Задание A: Чьи два «Детства» сравнивал Эйхенбаум, согласно тексту о детстве?
Задание B: Измените в тексте о детстве всё, начиная со слов «Ведь написал же» и вплоть до слов «в некотором порядке...»: замените «песчинка» на «крупинка» и запишите получившийся отрывок.

Фрагмент текста:
Помните, у В.Б. Шкловского «О несходстве сходного»? Вот и я, читая о детских годах Александра Герцена, поймала себя на том, что и мое детство вдруг пробудилось. Это оно, не разодрав глаз, босое, в длинной поплиновой рубашке, идет, спотыкаясь, чуть поодаль, чтобы не мешать мне удивляться чужому былому. И я, постоянно оглядываясь на него, вдруг замечаю, что еле видимая нить связывает их, эти два непохожих детства... Потому что никто из нас на земле не миновал рождения, младенчества, юности, взросления: наших мыслей, рассуждений, сомнений, восторгов...
Ведь написал же Герцен: «“Былое и думы” — не историческая монография, а отражение истории в человеке, случайно попавшемся на ее дороге».
И получается, что в каждом из нас есть какая-то частица отражения истории... нашей страны и даже больше — истории мира. И как сказал Платонов: «Без меня народ неполный», — так и всемирная история без каждого из нас — неполная. Даже если ты всего песчинка на ее дороге. И тогда я решила свою простую, ничем не выдающуюся жизнь тоже выстроить в некотором порядке...
Да, нужно отдать еще должное Эйхенбауму, он первый догадался искать несходное в сходном, сравнивая два «Детства» — Толстого и Стерна. Ибо схожее — это сама жизнь. Жизнь во всех ее проявлениях. А у несходства много причин, в том числе и главенствующая — время. Оно и объединяет, и разделяет. Но что-то же нас всех связывает, раз именно нам выпало жить на нашей земле.

Исходный материал:
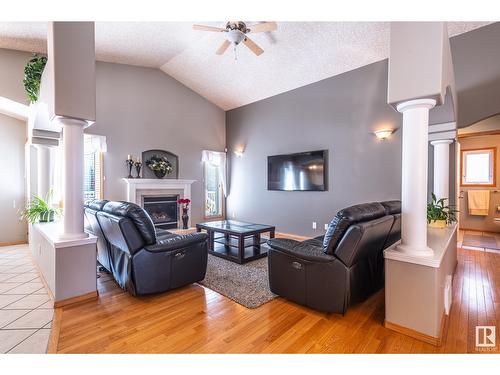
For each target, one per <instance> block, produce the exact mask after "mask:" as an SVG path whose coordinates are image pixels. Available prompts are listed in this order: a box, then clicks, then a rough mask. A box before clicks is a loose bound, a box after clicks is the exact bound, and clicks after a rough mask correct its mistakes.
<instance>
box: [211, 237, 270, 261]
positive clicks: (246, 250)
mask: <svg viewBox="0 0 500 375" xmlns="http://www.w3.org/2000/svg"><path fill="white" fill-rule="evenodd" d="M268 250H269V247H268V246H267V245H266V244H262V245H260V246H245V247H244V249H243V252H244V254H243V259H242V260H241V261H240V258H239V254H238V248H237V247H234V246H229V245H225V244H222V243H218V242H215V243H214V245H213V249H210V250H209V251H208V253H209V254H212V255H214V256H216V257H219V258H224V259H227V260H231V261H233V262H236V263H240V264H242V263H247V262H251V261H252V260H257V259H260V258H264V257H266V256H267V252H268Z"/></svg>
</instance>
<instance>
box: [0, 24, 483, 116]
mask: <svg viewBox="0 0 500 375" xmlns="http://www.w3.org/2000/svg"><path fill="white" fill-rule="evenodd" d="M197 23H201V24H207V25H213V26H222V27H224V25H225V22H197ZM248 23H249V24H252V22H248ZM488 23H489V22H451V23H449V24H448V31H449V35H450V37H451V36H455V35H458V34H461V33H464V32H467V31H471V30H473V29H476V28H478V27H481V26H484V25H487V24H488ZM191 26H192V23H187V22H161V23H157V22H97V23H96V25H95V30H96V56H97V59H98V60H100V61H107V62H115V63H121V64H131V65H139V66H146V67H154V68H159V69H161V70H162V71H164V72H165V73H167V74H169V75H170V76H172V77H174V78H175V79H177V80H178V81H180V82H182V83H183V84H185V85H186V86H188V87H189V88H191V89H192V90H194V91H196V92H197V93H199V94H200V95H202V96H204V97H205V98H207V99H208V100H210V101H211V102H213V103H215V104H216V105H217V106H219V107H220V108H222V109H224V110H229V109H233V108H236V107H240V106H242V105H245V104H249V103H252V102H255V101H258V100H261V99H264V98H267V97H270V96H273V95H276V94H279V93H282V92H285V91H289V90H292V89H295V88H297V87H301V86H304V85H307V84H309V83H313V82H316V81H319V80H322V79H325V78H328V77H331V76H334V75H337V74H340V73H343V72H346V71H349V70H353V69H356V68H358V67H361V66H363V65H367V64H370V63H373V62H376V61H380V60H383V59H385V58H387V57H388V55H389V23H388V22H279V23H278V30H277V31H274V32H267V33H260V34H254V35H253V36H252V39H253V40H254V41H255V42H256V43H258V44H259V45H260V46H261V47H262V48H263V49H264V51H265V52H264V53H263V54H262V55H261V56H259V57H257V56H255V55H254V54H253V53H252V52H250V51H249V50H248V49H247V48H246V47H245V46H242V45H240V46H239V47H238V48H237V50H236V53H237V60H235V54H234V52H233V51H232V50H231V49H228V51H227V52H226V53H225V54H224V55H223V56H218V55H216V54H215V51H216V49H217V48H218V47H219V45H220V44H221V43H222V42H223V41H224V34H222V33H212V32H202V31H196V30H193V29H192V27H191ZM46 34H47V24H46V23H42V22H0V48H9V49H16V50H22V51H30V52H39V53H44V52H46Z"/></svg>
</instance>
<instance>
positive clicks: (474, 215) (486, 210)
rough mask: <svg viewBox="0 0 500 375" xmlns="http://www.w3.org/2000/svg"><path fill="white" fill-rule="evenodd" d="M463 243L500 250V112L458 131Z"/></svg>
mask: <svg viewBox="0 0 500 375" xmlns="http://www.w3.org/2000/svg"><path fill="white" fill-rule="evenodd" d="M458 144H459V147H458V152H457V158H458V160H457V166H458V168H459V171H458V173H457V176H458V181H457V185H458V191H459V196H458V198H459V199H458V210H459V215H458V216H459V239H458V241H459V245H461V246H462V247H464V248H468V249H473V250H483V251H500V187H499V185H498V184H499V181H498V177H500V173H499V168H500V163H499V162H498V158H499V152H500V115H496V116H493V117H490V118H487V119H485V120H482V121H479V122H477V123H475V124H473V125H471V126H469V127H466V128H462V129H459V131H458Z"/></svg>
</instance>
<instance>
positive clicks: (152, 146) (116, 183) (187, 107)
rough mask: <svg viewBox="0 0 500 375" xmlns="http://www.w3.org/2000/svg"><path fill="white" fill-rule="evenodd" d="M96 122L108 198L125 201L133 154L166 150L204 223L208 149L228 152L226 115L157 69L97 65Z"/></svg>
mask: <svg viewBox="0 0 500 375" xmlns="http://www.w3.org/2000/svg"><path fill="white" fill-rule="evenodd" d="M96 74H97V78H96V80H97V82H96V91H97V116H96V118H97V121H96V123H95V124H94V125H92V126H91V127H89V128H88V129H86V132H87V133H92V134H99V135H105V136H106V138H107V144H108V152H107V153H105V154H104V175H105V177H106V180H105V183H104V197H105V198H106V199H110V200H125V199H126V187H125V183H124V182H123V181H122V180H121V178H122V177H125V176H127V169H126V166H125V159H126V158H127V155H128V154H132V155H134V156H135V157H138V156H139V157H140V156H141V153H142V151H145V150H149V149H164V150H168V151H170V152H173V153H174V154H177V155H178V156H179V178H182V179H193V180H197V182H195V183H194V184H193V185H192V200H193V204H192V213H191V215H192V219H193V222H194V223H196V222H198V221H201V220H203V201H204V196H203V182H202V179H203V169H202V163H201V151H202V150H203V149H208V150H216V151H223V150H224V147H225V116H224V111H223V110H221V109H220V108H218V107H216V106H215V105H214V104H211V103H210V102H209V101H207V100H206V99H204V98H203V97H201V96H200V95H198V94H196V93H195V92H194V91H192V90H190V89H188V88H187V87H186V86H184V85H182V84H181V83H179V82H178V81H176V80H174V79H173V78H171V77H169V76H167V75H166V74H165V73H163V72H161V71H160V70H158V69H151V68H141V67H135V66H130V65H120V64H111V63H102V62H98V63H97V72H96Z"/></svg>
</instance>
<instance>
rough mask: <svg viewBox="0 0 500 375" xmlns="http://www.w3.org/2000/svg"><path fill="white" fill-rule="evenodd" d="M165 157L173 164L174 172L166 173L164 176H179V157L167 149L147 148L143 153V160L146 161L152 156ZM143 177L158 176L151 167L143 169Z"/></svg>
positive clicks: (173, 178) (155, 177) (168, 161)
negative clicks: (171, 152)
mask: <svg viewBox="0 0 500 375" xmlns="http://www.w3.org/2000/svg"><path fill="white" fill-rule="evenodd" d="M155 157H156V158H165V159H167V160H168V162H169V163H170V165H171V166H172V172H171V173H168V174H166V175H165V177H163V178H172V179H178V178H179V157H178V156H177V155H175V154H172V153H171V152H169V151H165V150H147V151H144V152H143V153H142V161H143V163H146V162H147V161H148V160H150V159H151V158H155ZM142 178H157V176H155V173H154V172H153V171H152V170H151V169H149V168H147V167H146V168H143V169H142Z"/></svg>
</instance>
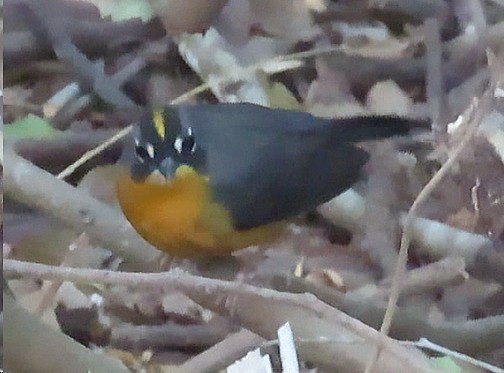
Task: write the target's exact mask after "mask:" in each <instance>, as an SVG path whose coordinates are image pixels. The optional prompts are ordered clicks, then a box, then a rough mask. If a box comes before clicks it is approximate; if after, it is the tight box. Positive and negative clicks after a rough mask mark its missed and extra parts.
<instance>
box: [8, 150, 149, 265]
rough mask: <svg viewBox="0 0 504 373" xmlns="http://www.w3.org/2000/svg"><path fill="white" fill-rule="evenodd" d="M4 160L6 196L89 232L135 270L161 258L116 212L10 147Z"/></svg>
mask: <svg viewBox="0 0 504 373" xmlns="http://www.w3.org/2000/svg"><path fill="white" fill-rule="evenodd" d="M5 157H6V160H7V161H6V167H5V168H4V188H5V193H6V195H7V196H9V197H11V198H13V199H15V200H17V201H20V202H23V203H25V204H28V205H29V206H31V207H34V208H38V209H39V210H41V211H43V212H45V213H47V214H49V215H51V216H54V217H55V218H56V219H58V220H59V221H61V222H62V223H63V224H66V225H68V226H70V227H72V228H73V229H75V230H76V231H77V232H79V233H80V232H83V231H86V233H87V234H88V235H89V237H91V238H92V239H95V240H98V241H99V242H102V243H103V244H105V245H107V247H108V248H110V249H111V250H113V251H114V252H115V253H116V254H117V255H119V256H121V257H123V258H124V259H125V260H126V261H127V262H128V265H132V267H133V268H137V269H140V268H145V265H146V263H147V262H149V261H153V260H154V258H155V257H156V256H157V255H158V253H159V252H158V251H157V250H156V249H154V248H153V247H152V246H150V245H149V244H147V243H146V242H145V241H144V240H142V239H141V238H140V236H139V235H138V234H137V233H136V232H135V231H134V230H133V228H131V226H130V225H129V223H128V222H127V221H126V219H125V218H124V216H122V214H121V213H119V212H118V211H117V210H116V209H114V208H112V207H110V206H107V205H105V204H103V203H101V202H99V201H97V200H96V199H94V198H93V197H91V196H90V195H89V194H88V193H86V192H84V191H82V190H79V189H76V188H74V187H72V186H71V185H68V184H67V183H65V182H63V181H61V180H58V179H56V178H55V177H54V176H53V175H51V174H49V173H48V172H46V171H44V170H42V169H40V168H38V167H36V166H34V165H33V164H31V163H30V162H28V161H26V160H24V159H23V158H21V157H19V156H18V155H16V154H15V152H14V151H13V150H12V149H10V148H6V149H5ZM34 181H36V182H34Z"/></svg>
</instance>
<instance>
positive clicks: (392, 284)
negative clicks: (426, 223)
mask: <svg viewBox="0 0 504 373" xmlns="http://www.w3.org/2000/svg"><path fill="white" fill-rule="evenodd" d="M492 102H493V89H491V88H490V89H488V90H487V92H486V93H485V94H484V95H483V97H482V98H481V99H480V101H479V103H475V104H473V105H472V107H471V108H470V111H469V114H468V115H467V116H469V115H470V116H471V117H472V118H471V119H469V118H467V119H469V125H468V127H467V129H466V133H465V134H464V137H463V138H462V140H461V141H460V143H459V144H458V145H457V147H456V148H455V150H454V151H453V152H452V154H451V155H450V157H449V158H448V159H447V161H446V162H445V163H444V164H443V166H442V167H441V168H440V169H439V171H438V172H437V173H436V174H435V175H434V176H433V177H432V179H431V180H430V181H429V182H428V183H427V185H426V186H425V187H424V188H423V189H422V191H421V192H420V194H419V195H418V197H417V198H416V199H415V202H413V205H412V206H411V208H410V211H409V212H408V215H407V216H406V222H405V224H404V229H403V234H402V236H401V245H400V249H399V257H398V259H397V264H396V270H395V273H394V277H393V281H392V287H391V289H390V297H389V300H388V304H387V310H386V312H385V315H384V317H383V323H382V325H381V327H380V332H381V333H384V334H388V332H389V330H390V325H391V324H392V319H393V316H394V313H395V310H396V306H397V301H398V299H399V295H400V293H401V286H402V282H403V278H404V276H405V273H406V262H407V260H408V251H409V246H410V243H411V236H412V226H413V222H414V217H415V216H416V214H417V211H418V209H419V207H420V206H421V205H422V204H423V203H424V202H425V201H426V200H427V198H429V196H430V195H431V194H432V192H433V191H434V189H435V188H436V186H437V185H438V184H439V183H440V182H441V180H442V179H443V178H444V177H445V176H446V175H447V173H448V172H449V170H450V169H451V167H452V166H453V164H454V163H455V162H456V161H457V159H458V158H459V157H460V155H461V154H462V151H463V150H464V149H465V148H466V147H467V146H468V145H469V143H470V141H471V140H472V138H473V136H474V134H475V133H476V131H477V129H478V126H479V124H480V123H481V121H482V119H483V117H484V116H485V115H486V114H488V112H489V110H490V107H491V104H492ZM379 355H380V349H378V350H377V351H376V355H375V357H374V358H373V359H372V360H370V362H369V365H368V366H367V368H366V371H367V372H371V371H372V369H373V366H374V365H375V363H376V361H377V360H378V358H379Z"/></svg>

Место для ответа A: Толстого и Стерна.

Место для ответа B:
Ведь написал же Герцен: «“Былое и думы” — не историческая монография, а отражение истории в человеке, случайно попавшемся на ее дороге».
И получается, что в каждом из нас есть какая-то частица отражения истории... нашей страны и даже больше — истории мира. И как сказал Платонов: «Без меня народ неполный», — так и всемирная история без каждого из нас — неполная. Даже если ты всего крупинка на ее дороге. И тогда я решила свою простую, ничем не выдающуюся жизнь тоже выстроить в некотором порядке...